▸ TASK TO CARRY OUT:
Put the part of the data below that opens with the line containing "I already know the green" and continues through the end of the data into a numbered list, skipping any blank lines.

▸ PROVIDED ENTRIES:
▬▬▬▬▬▬▬▬▬▬

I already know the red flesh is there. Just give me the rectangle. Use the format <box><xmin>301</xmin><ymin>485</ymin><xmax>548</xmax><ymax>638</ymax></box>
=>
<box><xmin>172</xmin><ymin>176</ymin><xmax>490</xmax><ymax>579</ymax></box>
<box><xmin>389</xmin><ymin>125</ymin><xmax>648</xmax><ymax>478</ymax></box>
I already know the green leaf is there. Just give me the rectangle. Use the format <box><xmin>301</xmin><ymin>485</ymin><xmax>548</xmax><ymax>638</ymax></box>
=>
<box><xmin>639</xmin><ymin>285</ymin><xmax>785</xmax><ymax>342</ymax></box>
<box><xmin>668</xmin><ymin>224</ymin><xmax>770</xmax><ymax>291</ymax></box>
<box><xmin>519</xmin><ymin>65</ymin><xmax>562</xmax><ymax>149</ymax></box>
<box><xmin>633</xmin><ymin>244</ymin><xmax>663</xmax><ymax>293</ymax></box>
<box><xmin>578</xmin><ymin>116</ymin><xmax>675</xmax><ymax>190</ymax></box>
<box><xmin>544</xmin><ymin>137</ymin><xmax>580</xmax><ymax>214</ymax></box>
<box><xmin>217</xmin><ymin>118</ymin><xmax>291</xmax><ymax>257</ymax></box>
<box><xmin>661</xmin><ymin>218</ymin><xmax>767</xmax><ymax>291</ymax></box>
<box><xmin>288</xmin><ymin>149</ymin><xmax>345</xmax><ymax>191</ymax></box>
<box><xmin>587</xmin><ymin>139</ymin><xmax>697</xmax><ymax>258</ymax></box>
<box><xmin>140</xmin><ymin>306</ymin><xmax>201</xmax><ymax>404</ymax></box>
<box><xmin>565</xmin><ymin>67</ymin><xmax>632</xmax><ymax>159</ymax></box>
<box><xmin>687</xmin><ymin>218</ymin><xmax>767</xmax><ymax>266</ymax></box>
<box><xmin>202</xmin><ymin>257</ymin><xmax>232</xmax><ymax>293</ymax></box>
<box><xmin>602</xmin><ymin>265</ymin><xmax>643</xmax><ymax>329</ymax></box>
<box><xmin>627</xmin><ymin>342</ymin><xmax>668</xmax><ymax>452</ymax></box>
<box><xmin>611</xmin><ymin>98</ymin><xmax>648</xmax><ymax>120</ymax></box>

▬▬▬▬▬▬▬▬▬▬

▸ WRITTEN ANSWER:
1. I already know the green leaf is there. Just give me the rectangle. Use the format <box><xmin>301</xmin><ymin>485</ymin><xmax>548</xmax><ymax>638</ymax></box>
2. =>
3. <box><xmin>639</xmin><ymin>285</ymin><xmax>785</xmax><ymax>342</ymax></box>
4. <box><xmin>668</xmin><ymin>224</ymin><xmax>770</xmax><ymax>291</ymax></box>
5. <box><xmin>519</xmin><ymin>65</ymin><xmax>562</xmax><ymax>149</ymax></box>
6. <box><xmin>633</xmin><ymin>244</ymin><xmax>663</xmax><ymax>293</ymax></box>
7. <box><xmin>578</xmin><ymin>116</ymin><xmax>675</xmax><ymax>190</ymax></box>
8. <box><xmin>544</xmin><ymin>137</ymin><xmax>580</xmax><ymax>214</ymax></box>
9. <box><xmin>217</xmin><ymin>118</ymin><xmax>291</xmax><ymax>257</ymax></box>
10. <box><xmin>661</xmin><ymin>218</ymin><xmax>767</xmax><ymax>291</ymax></box>
11. <box><xmin>288</xmin><ymin>149</ymin><xmax>345</xmax><ymax>191</ymax></box>
12. <box><xmin>587</xmin><ymin>139</ymin><xmax>697</xmax><ymax>258</ymax></box>
13. <box><xmin>140</xmin><ymin>306</ymin><xmax>201</xmax><ymax>404</ymax></box>
14. <box><xmin>565</xmin><ymin>67</ymin><xmax>632</xmax><ymax>159</ymax></box>
15. <box><xmin>687</xmin><ymin>218</ymin><xmax>767</xmax><ymax>266</ymax></box>
16. <box><xmin>202</xmin><ymin>257</ymin><xmax>232</xmax><ymax>293</ymax></box>
17. <box><xmin>602</xmin><ymin>265</ymin><xmax>643</xmax><ymax>329</ymax></box>
18. <box><xmin>627</xmin><ymin>342</ymin><xmax>668</xmax><ymax>452</ymax></box>
19. <box><xmin>611</xmin><ymin>98</ymin><xmax>648</xmax><ymax>120</ymax></box>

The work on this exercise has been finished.